I had expected to recognise some landmark sooner and a feeling of disorientation set in momentarily. Then the castle walls loomed and the image from the poster for the first ever open-air rock festival in Ireland that I'd carried around like a psychic talisman all those years slipped into focus. There they were, the partly ruined stately walls and, inside, what for that fantastic day became a field of dreams.

1977. The month of June. The Macroom Mountain Dew Festival. Ireland's first ever open-air rock extravaganza. It was right that it should have happened in a town that had the feel of a place of pilgrimage. They came from the four corners of Ireland to be part of something that some of them at least had an intuition was bigger than a rock festival -though that in itself was a source of wonder and excitement, enough to make the pulse race. But it was more than that too. It was a watershed, a moment which more than any other marked the changing of the guard.

It's no surprise now to hear that a 15-year-old who would later trade under the name of The Edge was there that day, the event sparking his own dream of finding the keys to some future rock 'n' roll kingdom, a gift handed across the great divide from stage to audience, that would echo and resound through thousands of clubs and theatres and halls and stadia spanning the globe during the next 18 years and more.

We were there too. We'd come in force, driving down from Dublin in a convoy, me in a rusting Mirafiori, Ry Cooder on the deck -the tape deck -that sweet guitar shooting off tracers, the boot weighed down with thousands of copies of a baby magazine to sell or to give away, we didn't know which. When we clattered into Macroom we were feeling about half past dead for sure, but the buzz about the place, the sense of palpable excitement was as good as any shot of cocaine whooshing through the central nervous system and telling the brain, hey there's more sweet energy in this bag of bones than you ever imagined, It was a momentous occasion: you could feel it not just in your bones, but in your blood.
 

HOT PRESS. Launched In June of 1977, and he was. on the first cover, a lithe figure with a guitar, towering above a Sgt. Pepper-style collage of reprobates from Irish politics and international rock, Liam Cosgrave at the bottom centre of it all and around him a bizarre and motley crew that would run the gamut from Conor Cruise O'Brien and Paddy Donegan across to Keef Richards and Patti Smith.

That cover was stitched together in a frenzy of all-night activity, the last piece of finished artwork pasted down just as the final touches were being applied to the remaining few pages at 8.00 AM on an early summer's morning of naked tiredness and blind optimism.

> _Location labeling records_
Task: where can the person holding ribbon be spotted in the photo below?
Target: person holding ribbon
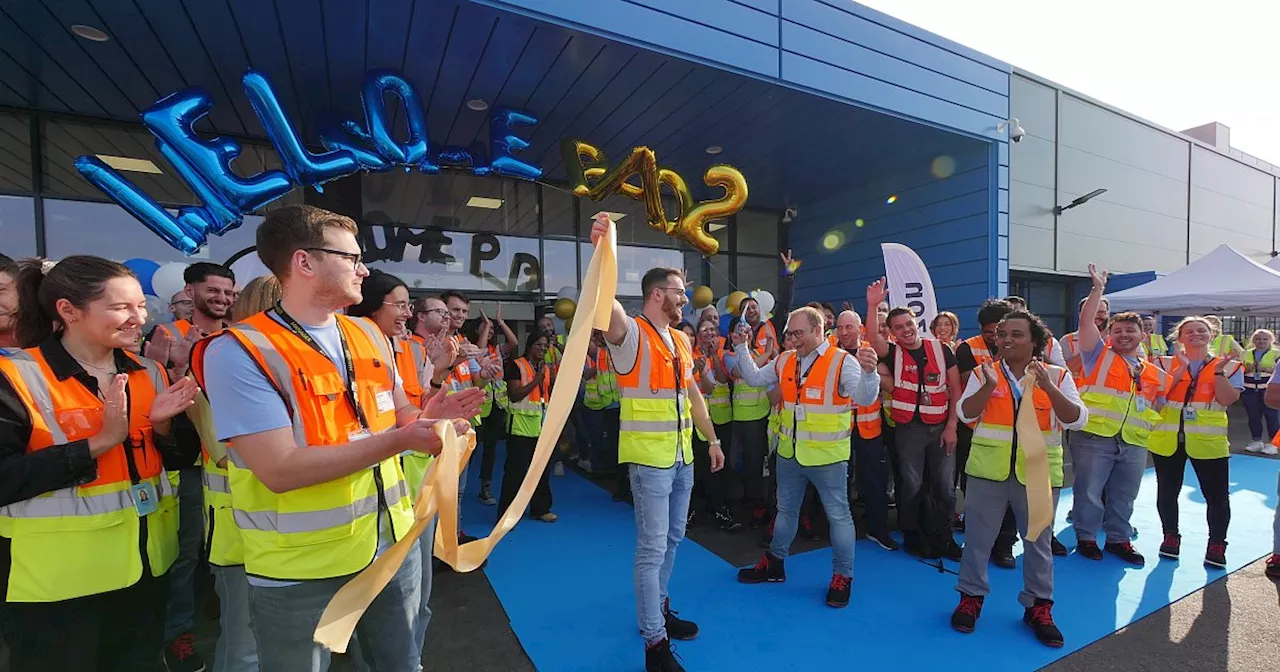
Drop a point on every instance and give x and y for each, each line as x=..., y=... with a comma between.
x=661, y=405
x=87, y=512
x=818, y=383
x=1193, y=425
x=1001, y=464
x=315, y=415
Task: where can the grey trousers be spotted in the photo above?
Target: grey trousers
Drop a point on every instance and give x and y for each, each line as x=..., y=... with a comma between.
x=983, y=512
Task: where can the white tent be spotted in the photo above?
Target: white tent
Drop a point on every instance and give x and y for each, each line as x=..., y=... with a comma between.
x=1221, y=282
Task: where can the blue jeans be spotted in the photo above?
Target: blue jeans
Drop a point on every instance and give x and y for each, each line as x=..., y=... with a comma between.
x=284, y=622
x=237, y=649
x=426, y=548
x=1110, y=466
x=1258, y=411
x=832, y=485
x=662, y=508
x=181, y=612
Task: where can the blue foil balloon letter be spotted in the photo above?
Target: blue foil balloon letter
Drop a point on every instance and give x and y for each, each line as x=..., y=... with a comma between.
x=414, y=151
x=206, y=164
x=304, y=167
x=504, y=144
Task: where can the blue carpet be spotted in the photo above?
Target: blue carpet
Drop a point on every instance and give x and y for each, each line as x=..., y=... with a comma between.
x=567, y=589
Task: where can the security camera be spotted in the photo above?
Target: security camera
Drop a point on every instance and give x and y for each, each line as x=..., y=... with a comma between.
x=1015, y=129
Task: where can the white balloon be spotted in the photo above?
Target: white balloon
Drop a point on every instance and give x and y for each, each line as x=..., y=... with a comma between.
x=168, y=280
x=247, y=268
x=764, y=300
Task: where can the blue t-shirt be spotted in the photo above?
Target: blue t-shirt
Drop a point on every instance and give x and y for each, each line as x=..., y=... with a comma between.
x=245, y=402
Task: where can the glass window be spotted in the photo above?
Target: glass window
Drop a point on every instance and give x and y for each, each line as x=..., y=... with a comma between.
x=18, y=227
x=632, y=264
x=757, y=231
x=758, y=273
x=14, y=154
x=108, y=231
x=452, y=200
x=438, y=259
x=558, y=214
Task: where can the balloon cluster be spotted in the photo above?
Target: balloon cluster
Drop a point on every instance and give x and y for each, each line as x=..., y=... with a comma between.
x=597, y=181
x=205, y=165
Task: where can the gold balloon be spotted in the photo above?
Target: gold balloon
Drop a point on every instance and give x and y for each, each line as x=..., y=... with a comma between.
x=703, y=297
x=565, y=309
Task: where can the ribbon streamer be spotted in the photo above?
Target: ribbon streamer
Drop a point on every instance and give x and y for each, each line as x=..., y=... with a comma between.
x=1031, y=442
x=439, y=492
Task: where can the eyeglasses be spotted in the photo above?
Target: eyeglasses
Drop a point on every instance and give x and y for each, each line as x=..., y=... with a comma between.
x=356, y=259
x=400, y=305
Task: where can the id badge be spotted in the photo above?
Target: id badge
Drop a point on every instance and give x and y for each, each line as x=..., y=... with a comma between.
x=146, y=499
x=385, y=402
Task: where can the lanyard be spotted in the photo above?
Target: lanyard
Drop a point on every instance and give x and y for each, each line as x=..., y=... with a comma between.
x=346, y=360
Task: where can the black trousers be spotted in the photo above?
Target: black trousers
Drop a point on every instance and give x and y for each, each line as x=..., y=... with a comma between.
x=711, y=485
x=1212, y=476
x=520, y=456
x=113, y=631
x=489, y=433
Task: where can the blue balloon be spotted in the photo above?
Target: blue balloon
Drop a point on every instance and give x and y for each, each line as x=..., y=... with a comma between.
x=209, y=161
x=305, y=168
x=184, y=233
x=504, y=144
x=144, y=269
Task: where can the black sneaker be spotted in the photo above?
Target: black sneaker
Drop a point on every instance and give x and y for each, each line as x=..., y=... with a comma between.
x=1125, y=551
x=1089, y=549
x=769, y=570
x=181, y=656
x=1216, y=554
x=676, y=626
x=883, y=540
x=837, y=593
x=965, y=617
x=725, y=520
x=1002, y=557
x=1041, y=618
x=659, y=657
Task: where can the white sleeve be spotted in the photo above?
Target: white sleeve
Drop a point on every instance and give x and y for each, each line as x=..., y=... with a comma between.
x=626, y=353
x=969, y=391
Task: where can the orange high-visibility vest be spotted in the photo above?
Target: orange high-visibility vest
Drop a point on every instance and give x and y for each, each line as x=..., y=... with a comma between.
x=83, y=539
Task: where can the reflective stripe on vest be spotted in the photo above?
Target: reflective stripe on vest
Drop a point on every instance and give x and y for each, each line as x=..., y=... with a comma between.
x=1112, y=396
x=324, y=530
x=1205, y=434
x=83, y=540
x=656, y=423
x=906, y=398
x=992, y=447
x=822, y=437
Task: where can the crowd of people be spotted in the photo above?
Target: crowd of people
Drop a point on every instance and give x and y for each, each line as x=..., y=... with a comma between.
x=279, y=432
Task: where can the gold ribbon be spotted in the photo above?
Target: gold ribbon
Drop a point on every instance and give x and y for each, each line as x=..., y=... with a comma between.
x=1031, y=442
x=439, y=492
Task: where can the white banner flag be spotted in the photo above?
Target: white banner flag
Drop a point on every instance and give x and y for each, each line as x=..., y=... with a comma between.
x=909, y=284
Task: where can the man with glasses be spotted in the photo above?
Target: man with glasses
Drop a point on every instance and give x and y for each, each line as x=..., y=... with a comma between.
x=315, y=416
x=819, y=384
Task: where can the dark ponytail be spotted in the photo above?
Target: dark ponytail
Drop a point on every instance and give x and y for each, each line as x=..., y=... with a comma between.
x=80, y=279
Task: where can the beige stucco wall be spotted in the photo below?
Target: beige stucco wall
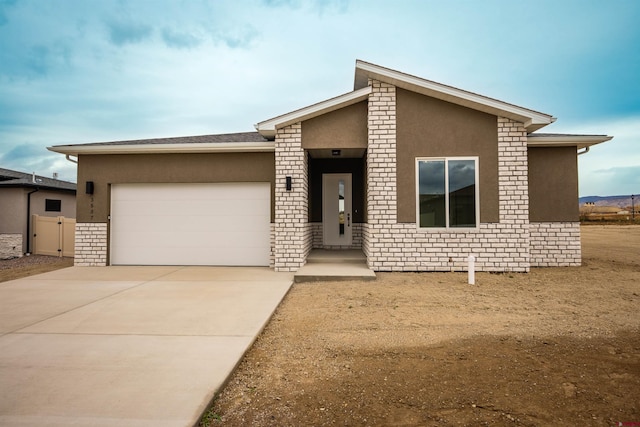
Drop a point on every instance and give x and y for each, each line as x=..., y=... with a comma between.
x=343, y=128
x=104, y=170
x=13, y=209
x=428, y=127
x=553, y=184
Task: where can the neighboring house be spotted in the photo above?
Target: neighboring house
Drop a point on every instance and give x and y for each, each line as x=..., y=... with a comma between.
x=23, y=195
x=417, y=174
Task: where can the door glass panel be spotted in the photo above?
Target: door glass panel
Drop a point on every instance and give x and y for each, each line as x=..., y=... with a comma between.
x=341, y=207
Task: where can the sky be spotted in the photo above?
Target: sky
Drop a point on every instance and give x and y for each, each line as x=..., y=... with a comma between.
x=80, y=71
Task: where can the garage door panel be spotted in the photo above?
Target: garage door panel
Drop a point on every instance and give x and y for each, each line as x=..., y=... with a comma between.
x=191, y=224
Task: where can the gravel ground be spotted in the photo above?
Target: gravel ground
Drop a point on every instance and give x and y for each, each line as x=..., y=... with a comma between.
x=16, y=268
x=557, y=346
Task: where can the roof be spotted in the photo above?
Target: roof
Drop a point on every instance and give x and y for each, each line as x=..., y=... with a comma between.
x=243, y=141
x=565, y=140
x=268, y=127
x=533, y=120
x=262, y=141
x=11, y=178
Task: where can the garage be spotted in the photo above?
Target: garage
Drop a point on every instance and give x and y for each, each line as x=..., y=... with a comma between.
x=225, y=224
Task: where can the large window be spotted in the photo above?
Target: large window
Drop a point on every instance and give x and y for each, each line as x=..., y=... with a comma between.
x=447, y=192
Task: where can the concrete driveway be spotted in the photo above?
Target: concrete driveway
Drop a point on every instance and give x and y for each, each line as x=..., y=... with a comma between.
x=127, y=346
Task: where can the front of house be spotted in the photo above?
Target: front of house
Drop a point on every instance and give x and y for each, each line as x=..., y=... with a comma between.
x=416, y=174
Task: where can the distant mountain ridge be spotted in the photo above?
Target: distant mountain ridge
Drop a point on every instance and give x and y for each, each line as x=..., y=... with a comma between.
x=620, y=201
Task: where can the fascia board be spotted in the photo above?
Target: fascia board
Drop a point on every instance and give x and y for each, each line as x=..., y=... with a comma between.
x=580, y=141
x=532, y=120
x=268, y=128
x=218, y=147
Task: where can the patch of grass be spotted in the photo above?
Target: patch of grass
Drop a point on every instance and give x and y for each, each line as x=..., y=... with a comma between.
x=209, y=418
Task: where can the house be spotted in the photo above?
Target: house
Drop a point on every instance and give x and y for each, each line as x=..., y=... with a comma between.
x=416, y=174
x=23, y=195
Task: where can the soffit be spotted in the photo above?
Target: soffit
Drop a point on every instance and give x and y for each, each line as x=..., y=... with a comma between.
x=532, y=120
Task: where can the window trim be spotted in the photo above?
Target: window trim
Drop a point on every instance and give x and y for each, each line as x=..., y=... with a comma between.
x=448, y=228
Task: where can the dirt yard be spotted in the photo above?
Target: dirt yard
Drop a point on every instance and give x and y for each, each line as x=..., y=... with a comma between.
x=11, y=269
x=557, y=346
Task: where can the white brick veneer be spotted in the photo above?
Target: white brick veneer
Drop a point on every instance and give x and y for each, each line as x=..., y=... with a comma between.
x=293, y=234
x=393, y=246
x=91, y=244
x=10, y=245
x=555, y=244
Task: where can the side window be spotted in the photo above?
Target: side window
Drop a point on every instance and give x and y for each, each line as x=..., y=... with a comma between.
x=447, y=192
x=52, y=205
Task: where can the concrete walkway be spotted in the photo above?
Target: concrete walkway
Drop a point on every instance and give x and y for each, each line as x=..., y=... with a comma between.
x=127, y=346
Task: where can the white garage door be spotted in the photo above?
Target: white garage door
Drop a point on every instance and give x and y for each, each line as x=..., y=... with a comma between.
x=190, y=224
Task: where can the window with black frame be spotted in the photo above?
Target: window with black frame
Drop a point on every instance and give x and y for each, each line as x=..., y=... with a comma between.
x=447, y=192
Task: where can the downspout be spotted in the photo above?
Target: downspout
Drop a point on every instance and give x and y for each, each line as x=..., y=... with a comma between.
x=29, y=219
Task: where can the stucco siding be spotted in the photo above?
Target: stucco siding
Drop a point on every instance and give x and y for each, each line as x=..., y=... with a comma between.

> _AIM_
Could you pick up the piece about the 1977 Macroom festival and the launch of Hot Press after its final sentence and carry it forward?

> _REPLY TO THE TASK_
It was a black and white cover because the pages had to be with the printers in Cavan at 9 o'clock, and there was no time to get even a reverse print of the flaming HOT PRESS logo done to give it a dash of spot colour. But it is luminous in the memory now all the same.

Some are mathematicians, others are carpenters' wives. We had people on board then who would later become actors, mothers, acclaimed writers, TV directors, radio producers, recording artistes and certified crazies, but everyone mucked in on the HOT PRESS stand and as the support bands blasted through their allotted time we introduced ourselves and Ireland's first ever rock 'n' roll newspaper to the crowd that packed the festival site.

The musical build-up was solid rather than spectacular, but the place began to shake when Status Quo rolled on to play a friendly, impressive set of their inimitable, happy, poppy rock 'n' boogie. You couldn't help but smile.

I remember a brown Aston Martin pulling up on the dirt track that ran over behind the stage and a figure moving swiftly into the recesses of the back stage area. Quo ended their set and there was the customary wait as the gear was shifted around and the stage set for the headlining act. The crowd pushed to the front, amid an electric sense of expectation.

He's coming. Here he is. That's him. Maybe not. Over there. Is It? Shadows visible behind the drum risers. The roadies final scurrying movements out front. Freeeeeeph. Wurrrrrrrr. Yaaaaaah. Freeeeeeph. Roar-eeeeee. Roar-eeeeee. Roar-eeeeee. Freeeeeeph. And then another figure darting to the main microphone centre-stage. "Ladies and Gentlemen. Would you welcome please ...Mr. Rory Gallagher. ... "

A figure races to the centre of the stage brandishing a guitar like a machine gun. A roar envelopes the audience. And then over it a voice. "Did you ever wake up with bullfrogs on your mind?" Pandemonium.

Sheer lucking pandemonium.

It's all so long ago that I don't even remember approaching Cork from this angle before. As I pass through Ballincollig and take a round-about, the hearse is leaving O'Connor's funeral parlour, a familiar battered Strat lying like an ineffably poignant still-life behind the polished wood of the coffin. I drive on down Model Farm Road uncertain of my bearings. Eventually I catch sight of a church spire, back from the roadside, in on the right. I pull on up to Dennehy's Cross anyway to be certain and then turn in and watch the Saturday afternoon shoppers go about their mundane business.

I execute a U-turn and slip back up to the side entrance into the church yard where a parking space waits. By the time I've walked around to the front of the church and scanned the gathering crowd for familiar faces, the hearse is leading the cortege up along Patrick Street, Cork's main artery.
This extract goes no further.